■ ABOUT THIS TASK ■
Check each line of the data for "boat" and select those that have it.

■ DATASET EXTRACT ■
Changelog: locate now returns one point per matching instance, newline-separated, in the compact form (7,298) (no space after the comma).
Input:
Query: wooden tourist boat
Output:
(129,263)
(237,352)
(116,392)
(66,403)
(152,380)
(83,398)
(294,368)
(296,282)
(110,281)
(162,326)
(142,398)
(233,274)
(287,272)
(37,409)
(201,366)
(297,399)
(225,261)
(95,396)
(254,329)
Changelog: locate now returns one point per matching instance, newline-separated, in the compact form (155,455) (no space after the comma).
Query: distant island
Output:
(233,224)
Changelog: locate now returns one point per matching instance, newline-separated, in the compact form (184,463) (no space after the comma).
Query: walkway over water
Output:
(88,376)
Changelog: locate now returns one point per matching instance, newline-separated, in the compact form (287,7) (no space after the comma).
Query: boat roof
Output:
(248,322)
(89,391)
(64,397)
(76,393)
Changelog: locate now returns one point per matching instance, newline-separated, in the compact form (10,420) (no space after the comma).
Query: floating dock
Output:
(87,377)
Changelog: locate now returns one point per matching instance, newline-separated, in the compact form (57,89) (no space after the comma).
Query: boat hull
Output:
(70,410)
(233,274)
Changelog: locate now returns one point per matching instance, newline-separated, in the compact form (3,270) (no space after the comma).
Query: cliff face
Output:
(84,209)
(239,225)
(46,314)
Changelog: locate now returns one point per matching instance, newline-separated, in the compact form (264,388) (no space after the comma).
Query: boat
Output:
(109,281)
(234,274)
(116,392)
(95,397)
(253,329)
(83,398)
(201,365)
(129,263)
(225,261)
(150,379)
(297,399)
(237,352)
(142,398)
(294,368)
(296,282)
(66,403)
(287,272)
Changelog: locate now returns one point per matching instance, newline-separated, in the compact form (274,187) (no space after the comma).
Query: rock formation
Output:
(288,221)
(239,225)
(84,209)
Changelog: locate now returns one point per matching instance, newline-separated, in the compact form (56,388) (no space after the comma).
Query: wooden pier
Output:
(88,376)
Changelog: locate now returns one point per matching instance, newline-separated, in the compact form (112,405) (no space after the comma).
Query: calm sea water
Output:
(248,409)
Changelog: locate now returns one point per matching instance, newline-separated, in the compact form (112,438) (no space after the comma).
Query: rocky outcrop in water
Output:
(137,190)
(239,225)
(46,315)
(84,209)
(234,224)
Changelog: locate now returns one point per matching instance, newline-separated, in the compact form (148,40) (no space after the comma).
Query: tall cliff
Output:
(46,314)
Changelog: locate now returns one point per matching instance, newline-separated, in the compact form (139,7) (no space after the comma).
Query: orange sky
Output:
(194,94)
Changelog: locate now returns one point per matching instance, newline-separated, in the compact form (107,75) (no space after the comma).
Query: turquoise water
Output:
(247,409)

■ TASK SOLUTION ■
Query: wooden tourist boat
Query: boat roof
Query: boat hull
Query: boat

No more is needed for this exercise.